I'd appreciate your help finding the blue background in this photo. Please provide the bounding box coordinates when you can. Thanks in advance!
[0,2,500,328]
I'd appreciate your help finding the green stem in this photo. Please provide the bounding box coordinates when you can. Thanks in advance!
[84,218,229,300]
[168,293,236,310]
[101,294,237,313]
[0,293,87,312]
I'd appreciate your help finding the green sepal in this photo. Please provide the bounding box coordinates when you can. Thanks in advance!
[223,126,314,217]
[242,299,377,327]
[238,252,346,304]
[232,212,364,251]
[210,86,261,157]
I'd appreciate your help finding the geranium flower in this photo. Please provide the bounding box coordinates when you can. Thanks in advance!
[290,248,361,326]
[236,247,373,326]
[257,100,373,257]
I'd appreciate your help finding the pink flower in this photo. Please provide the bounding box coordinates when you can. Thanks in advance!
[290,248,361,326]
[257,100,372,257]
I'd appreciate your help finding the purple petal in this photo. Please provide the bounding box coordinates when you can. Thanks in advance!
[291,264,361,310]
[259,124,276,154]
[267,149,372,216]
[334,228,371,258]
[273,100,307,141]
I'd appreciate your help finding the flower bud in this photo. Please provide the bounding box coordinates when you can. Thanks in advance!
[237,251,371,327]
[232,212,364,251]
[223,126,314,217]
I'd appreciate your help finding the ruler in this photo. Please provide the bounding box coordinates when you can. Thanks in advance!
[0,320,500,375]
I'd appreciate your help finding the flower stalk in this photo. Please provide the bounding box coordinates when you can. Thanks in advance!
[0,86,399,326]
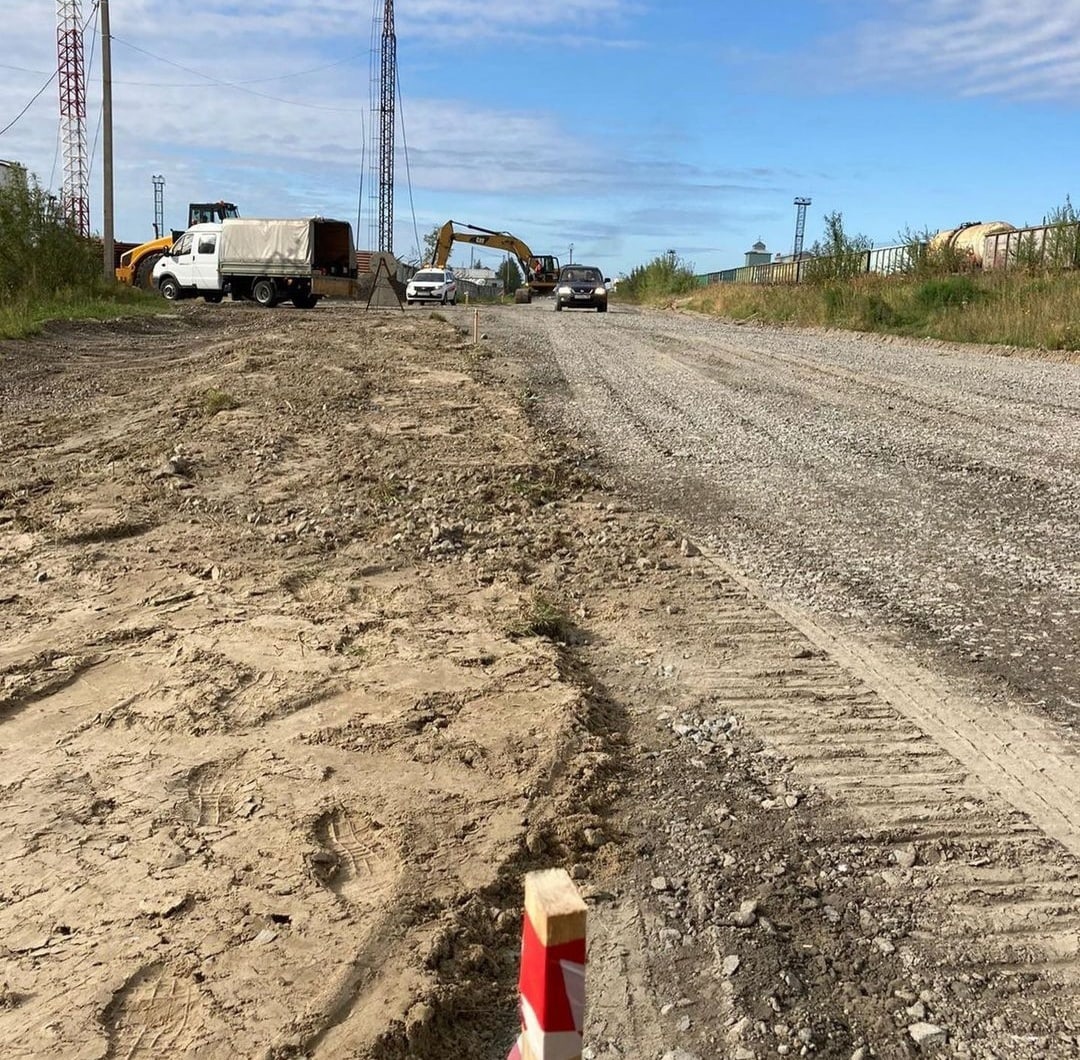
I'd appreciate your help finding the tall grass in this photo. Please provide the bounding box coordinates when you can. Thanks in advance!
[680,270,1080,351]
[0,174,162,338]
[619,251,698,301]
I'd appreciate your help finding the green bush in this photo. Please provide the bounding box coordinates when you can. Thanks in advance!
[804,211,874,284]
[0,175,103,303]
[0,167,163,338]
[619,251,698,301]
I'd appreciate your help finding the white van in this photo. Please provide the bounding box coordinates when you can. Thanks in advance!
[405,268,458,306]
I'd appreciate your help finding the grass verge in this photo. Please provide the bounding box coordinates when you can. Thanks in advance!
[677,271,1080,352]
[0,286,171,338]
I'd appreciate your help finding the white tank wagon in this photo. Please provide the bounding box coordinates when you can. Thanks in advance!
[930,220,1016,268]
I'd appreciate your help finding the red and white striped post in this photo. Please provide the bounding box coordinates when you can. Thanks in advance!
[508,869,585,1060]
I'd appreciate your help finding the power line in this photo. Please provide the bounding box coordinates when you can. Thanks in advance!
[0,70,58,136]
[112,35,354,115]
[0,5,97,136]
[395,64,423,265]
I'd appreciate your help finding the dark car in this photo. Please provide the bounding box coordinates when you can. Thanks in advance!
[555,265,610,313]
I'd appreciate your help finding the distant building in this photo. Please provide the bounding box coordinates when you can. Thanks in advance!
[746,240,772,265]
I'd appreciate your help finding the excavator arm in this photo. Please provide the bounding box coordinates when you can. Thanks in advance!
[431,220,558,302]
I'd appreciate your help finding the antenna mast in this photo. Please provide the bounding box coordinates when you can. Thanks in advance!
[379,0,397,254]
[792,196,810,264]
[56,0,90,236]
[150,173,165,239]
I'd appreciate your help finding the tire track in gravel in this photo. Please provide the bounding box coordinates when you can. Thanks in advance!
[512,302,1080,723]
[659,554,1080,1011]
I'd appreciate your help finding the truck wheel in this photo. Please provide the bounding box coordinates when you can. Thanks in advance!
[158,276,184,301]
[252,280,278,309]
[135,254,161,291]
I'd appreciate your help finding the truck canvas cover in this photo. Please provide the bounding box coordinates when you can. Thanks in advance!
[218,217,355,273]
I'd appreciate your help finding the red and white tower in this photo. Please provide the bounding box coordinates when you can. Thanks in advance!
[56,0,90,236]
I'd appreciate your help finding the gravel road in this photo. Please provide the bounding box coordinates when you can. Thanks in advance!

+++

Copy out all of the material above word for word, leaving out the pictures.

- **Answer below**
I'd appreciate your help finding the blue background in this photo. Please provide the bounding box coordinates when you can. Thanks in advance!
[0,2,500,328]
I'd appreciate your help finding the green stem in this photo. Please provide the bounding box coordinates when you can. Thanks in advance!
[84,218,229,300]
[168,293,236,310]
[101,294,237,313]
[0,293,87,312]
I'd appreciate your help finding the green sepal in this photo. Please provide the bounding box coordinates when you can. Thanks in advance!
[223,126,314,217]
[242,299,377,327]
[238,252,346,304]
[232,212,364,251]
[210,86,261,157]
I'd appreciate your help finding the geranium flower in this photo. Please provide the bounding box coordinates when you can. Thanks in advance!
[290,248,361,326]
[236,247,373,326]
[257,100,373,257]
I'd appreciate your help finding the pink flower in this photo. Please provide the bounding box coordinates when you can. Thanks in advance!
[290,248,361,326]
[257,100,372,257]
I'd appreciate your help finding the purple petal in this photo. Please provide the bounding box coordinates when you can. Thanks in advance!
[291,264,361,310]
[259,124,276,154]
[267,149,372,216]
[334,228,371,258]
[273,100,307,141]
I'd appreciate your help finding the flower bud in this photo. Please provide the bounding box coordinates when you can. Thanks in advance!
[237,251,371,327]
[232,212,364,251]
[223,126,314,217]
I'd appreciate your help finding the ruler in this photo. Please provide the bounding box coordinates when you can. Thanks in advance!
[0,320,500,375]
I'd appreciate your help finding the flower stalk in this photo. Please provide the bounding box coordinates when you can. Thanks in advance!
[0,86,399,326]
I'd appreciate your help finding the tall grass in this photo. Please provide the bounding box coordinates when you can. Thanks in advance!
[680,270,1080,351]
[0,174,162,338]
[619,251,698,301]
I'd appreciate your help finding the green bush in this photo. Please provide the bounding box coordinates when you can. Thanks in advance!
[804,211,874,284]
[0,175,103,303]
[0,167,163,338]
[619,251,698,301]
I'd appreciate your help finding the white van in this photo. Please provide the bounding box coordinates when you can. Thanks in advance!
[405,268,458,306]
I'd appreciate your help finding the grass verge in this photo. Please provide the bounding box coordinates when you can. Thanks in advance!
[677,271,1080,352]
[0,286,171,338]
I'd appreciate your help finding the white tank wagon in this photo. Please provide the bounding box coordinates when you can. Thanks in advance!
[930,220,1016,268]
I'd appreciate your help finding the red and white striped post in this photo. Please provide the bounding box coordinates when you can. Thanks in advance!
[508,869,585,1060]
I'd appreciate your help finding the power line in this photo. Please provide the bounding box coordinates when you can. Thanks in advance!
[0,70,58,136]
[112,35,354,115]
[0,5,97,136]
[395,64,423,265]
I'd appreciate your help finding the dark car in this photo. Please provide the bounding box coordinates when you can. Thanks in advance!
[555,265,610,313]
I'd appreciate your help finding the distant building in this photo. Please provide the bounding box coordinates when you can. Thanks in advance!
[746,240,772,265]
I'd appreciate your help finding the excavator arm in this photo. Please provide the bounding box coordinates when you can. Thanks in advance!
[431,220,558,302]
I'd appreciate your help finding the antenna mast in this photo. Please provide the bounding box coordinates when you can. Thanks in advance!
[379,0,397,254]
[792,196,810,264]
[56,0,90,236]
[150,173,165,239]
I'd appreciate your help finding the tire track in gravel in this photo. Please provide the bounding box coordinates when you can. Thanks in advance!
[512,302,1080,723]
[659,554,1080,1011]
I'd appreciate your help finding the truck wheel in this photo. Please provide the bounding box coordinates when you can. Thanks in advance!
[158,276,184,301]
[252,280,278,309]
[135,254,161,291]
I'd appreciate your help finding the truck canvas cover in this photo. Please provide the bounding box coordinates when you can. Thanks in advance!
[218,217,355,273]
I'd appreciate your help finding the red and white tower in this photo. Please provide the bounding box coordinates when you can. Thanks in advance!
[56,0,90,236]
I'd appreciate your help finding the gravel road in this photo. Please provide the bounding box coordinates when you can. Thanks in advance!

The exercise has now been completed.